• [Input rows]
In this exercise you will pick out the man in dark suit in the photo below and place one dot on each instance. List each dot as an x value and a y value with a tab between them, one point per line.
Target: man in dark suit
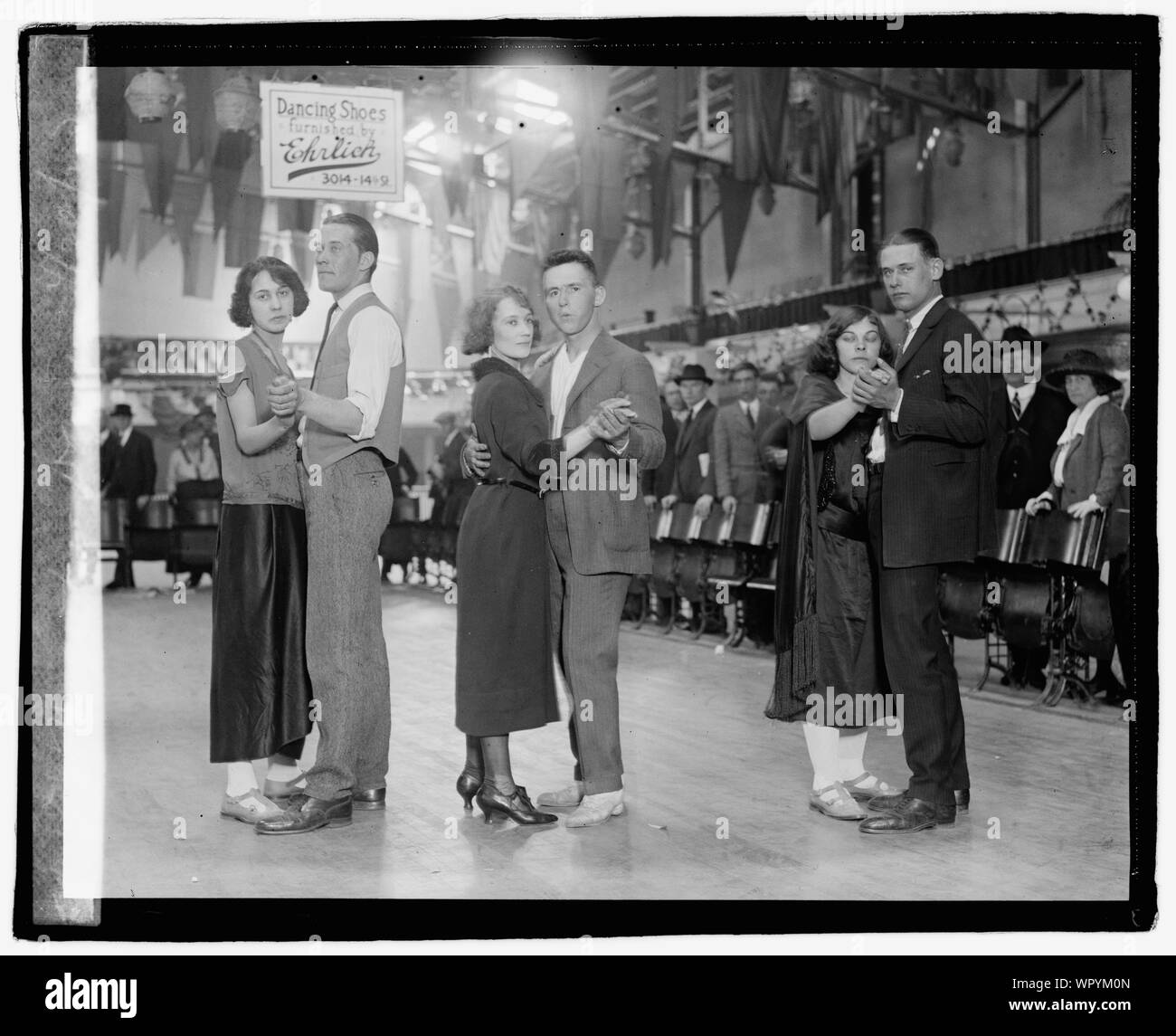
694	475
1028	416
128	473
598	537
932	505
735	455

• [Task requirements] Swap every "man in dark suit" in the entries for "person in dark coat" and write the entries out again with nothing else changed. Leave the pictures out.

• [Written answer]
In this exercise you will pick out the person in dark coat in the photo below and place one dot on each instance. List each dot as an x value and a y value with a tab between them, one point per line.
Target: person in dark coat
694	475
1028	416
128	473
598	537
932	505
735	455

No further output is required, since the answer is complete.